* [WHAT THE TASK REQUIRES]: Below is some material; set it all down exactly, apart from the pictures.

»»

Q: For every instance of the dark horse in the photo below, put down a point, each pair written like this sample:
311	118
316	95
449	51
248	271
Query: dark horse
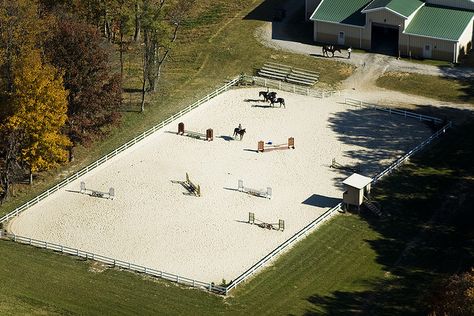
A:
278	100
267	95
240	132
330	49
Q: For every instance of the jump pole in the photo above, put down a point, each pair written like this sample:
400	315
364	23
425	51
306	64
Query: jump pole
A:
289	145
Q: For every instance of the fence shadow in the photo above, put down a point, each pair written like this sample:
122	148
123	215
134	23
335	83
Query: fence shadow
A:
428	235
321	201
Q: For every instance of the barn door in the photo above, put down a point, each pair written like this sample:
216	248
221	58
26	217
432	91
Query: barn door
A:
427	51
341	39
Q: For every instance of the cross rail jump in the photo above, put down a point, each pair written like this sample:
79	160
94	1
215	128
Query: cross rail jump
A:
262	147
259	193
280	226
209	136
105	195
191	187
336	165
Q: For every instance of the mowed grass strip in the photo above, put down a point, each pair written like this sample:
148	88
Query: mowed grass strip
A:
329	259
444	89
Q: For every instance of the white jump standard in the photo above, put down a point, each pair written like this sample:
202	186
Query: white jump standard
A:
209	136
272	226
260	193
106	195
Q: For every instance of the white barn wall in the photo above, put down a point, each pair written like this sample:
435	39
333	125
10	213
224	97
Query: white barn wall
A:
310	7
466	38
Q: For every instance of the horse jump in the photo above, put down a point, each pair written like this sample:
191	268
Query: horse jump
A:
209	136
191	187
262	147
336	165
106	195
260	193
272	226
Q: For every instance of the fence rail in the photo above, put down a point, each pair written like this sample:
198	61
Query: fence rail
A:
420	117
117	151
117	263
276	84
405	157
262	262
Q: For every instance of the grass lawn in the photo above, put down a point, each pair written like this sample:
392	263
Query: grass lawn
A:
450	90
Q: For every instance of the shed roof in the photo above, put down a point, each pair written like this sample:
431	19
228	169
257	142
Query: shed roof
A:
440	22
402	7
357	181
341	11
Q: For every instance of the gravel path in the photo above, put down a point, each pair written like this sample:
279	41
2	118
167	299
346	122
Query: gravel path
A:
294	35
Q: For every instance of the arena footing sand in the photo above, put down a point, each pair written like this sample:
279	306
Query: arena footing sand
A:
153	222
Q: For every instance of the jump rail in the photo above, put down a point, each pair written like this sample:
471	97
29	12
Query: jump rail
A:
420	117
262	262
118	150
118	263
276	84
405	157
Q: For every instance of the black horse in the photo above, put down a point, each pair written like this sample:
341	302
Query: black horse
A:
267	95
330	49
240	132
278	100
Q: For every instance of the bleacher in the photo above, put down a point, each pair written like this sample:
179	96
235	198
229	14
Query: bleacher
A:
289	74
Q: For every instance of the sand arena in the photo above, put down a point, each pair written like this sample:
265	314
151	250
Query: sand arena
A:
154	223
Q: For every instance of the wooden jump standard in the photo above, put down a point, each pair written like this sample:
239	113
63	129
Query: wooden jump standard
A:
209	136
262	147
260	193
280	226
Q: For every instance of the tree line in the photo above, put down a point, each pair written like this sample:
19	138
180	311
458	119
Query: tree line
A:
58	88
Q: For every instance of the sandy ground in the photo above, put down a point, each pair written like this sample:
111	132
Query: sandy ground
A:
153	222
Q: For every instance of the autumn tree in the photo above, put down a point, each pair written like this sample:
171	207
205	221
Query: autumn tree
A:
39	103
94	92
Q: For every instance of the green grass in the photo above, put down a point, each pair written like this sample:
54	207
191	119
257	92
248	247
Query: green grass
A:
450	90
41	281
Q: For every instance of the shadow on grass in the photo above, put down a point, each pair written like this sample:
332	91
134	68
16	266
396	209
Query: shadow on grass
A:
429	235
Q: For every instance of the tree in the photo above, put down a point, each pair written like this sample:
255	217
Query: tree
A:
94	92
39	103
160	25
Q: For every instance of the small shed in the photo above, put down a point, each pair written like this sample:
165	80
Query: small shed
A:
355	188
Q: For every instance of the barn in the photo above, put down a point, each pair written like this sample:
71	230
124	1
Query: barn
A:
433	29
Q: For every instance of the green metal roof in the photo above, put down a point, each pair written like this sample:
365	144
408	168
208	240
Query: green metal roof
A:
440	22
341	11
403	7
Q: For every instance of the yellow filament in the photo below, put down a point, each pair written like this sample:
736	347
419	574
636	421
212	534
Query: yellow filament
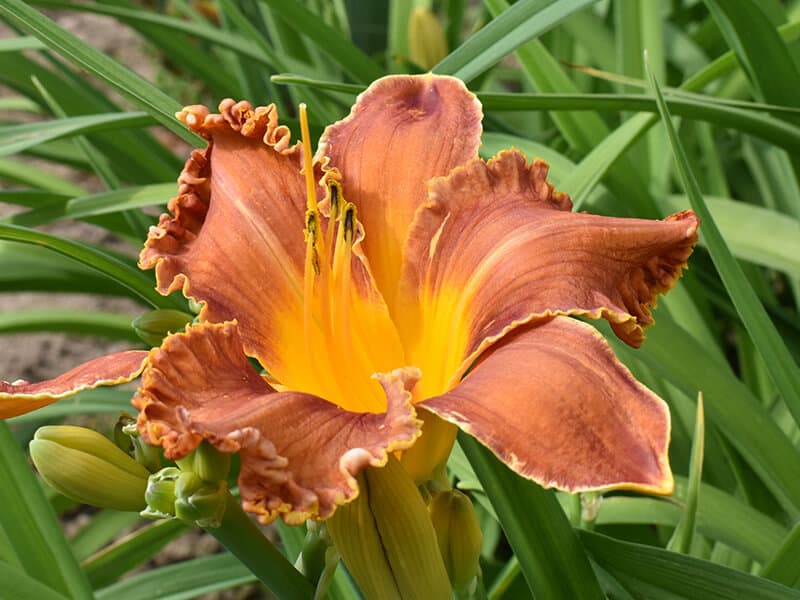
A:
308	167
341	276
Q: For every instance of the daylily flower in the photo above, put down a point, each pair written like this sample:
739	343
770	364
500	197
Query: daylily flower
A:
396	276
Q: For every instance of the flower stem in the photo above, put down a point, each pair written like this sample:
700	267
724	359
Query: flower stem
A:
246	541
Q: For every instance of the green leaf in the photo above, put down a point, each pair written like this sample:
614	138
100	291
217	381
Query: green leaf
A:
182	581
103	527
655	573
142	93
136	281
16	138
21	172
28	520
551	558
779	362
107	565
17	44
93	205
759	49
753	233
99	401
20	586
522	22
782	566
673	352
337	48
76	322
681	540
241	537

««

* [RESULT BELOW]:
Q: For every instance of the dark horse in the photo below, put down a point, each pair written like this sample:
311	118
316	95
449	51
248	271
Query: dark horse
A:
278	100
267	95
240	132
330	49
Q: For every instance of the jump pole in the photo above, put down a point, each pair written like this sample:
400	315
364	23
425	51
306	64
Query: jump pole
A:
289	145
Q: For every instance of the fence shadow in the photo above, put down a point, each pair written like this sample:
122	148
123	215
134	23
335	83
Query: fence shadow
A:
428	235
321	201
Q: For every instance of the barn door in the photo above, put down a point, each pair written like this sample:
216	248
221	58
26	217
432	91
Query: barn door
A:
427	51
341	39
Q: For every instance of the cross rail jump in the photo above, put down a point, each pair written like this sample:
79	160
94	1
215	128
Query: cross rail jump
A:
262	147
259	193
280	226
209	136
105	195
191	187
336	165
Q: For every instance of the mowed grass strip in the photo above, put down a point, each pair written like this sample:
148	88
Query: mowed grass strip
A:
329	259
444	89
Q: For every instance of the white jump standard in the photo above, put down a point, each pair written like this sample:
202	186
Query: white jump standard
A:
209	136
272	226
260	193
106	195
Q: For every instance of the white barn wall in the photo above, put down a point, each pair written like this sample:
435	39
333	125
10	213
224	97
Query: white barn wall
A:
310	7
466	38
Q: For every instance of the horse jump in the photo above, put down a point, each pair written like this sample:
191	268
Query: horse jump
A:
209	136
191	187
262	147
336	165
106	195
260	193
272	226
Q: For every instance of the fence rail in the photo above, put down a point, each pair written like this sample:
198	61
Query: fence rail
A:
420	117
117	151
117	263
276	84
405	157
262	262
Q: For every instance of the grass lawn in the photo above, put down a point, each pair written like this sample:
392	263
Query: grass lawn
A:
450	90
Q: For every instance of the shed roof in the photo above, put down a point, each pair written like this sample:
431	19
228	169
257	142
Query: shed roof
A:
440	22
402	7
357	181
341	11
Q: For every instance of the gravel path in the photo above, put down a point, each pair written like this sample:
279	41
2	118
167	299
346	122
Query: gravel path
A:
294	35
Q: For every instance of the arena footing sand in the photo above, put down a point, each pair written like this sample:
279	306
Query: arena footing sand
A:
153	222
Q: For every instance of the jump rail in the photo above, put down a point, each pair written like this sample:
471	97
29	12
Query: jump rail
A:
420	117
262	262
118	150
118	263
276	84
405	157
Q: For every instance of the black horse in the photo above, put down a point, each pair written like this sample:
341	302
Query: black horse
A:
267	95
330	49
240	132
278	100
Q: For every instance of the bleacher in the photo above, put down a point, each pair written like this sample:
179	96
235	198
229	14
Query: bleacher
A:
289	74
Q: For every instance of the sand arena in the photo above, put down a point, each pair written like this sample:
265	314
151	250
Query: sand arena
A:
154	223
Q: For every instance of the wooden jump standard in the photo above, put down a point, each pair written like this sample:
239	113
63	129
Query: wooden jump standard
A:
209	136
262	147
260	193
280	226
Q: For every instance of the tree line in the photo above, put down a point, each pair written like this sample:
19	138
180	311
458	119
Query: tree line
A:
58	88
Q: For every instance of the sandy ground in the photo above, put down a point, each pair written like this sample:
111	132
Query: sandy ground
A:
153	222
Q: For every instance of the autumn tree in the photo above, put down a point, each pair written like this sample:
171	207
205	221
Query: autumn tree
A:
39	103
94	92
Q: For every instance of the green grass in the photo above, put down a point, each pair written like this sample:
54	207
191	119
257	92
248	247
Query: green grass
A:
450	90
41	281
Q: For every instance of the shadow on grass in the photo above, put down a point, each pair written like this sample:
332	91
134	68
16	266
396	209
Query: shadow on grass
A:
429	235
Q: For every instance of the tree in the photo above, put down a point, each pair written like this sample:
255	217
Query: tree
A:
94	92
39	103
160	25
Q: For every instance of the small shed in the photo above, put down a point, each pair written like this sample:
165	80
Query: small shed
A:
355	188
Q: For every instance of the barn in the photo above, put down a point, each pair written like this sample:
71	230
124	1
Query: barn
A:
433	29
Q: For every instance of the green metal roof in the photo above, put down a point, each pair written like this sample:
365	144
408	168
208	240
Query: green metal roof
A:
440	22
341	11
403	7
Q: For every instance of the yellow filament in the photo below, put down a point, each pair written like this sample:
736	347
419	574
636	421
212	534
Query: yellow filament
A:
308	167
341	276
Q: For every instance of the daylily flower in the photo above, put down a point, each pair written like this sample:
739	343
770	364
500	197
Query: daylily flower
A:
396	276
Q: For every instance of the flower stem in the photo above, put down a point, each pair written like this sample:
700	267
724	359
Query: flower stem
A:
246	541
Q: For every instance of the green leaf in the photo above, put down a point, each pair written like this sample:
614	138
100	291
217	381
Query: green leaf
A:
182	581
103	527
655	573
142	93
136	281
16	138
21	172
28	520
551	558
779	362
107	565
17	44
93	205
759	49
753	233
99	401
20	586
522	22
782	566
673	352
337	48
76	322
681	540
241	537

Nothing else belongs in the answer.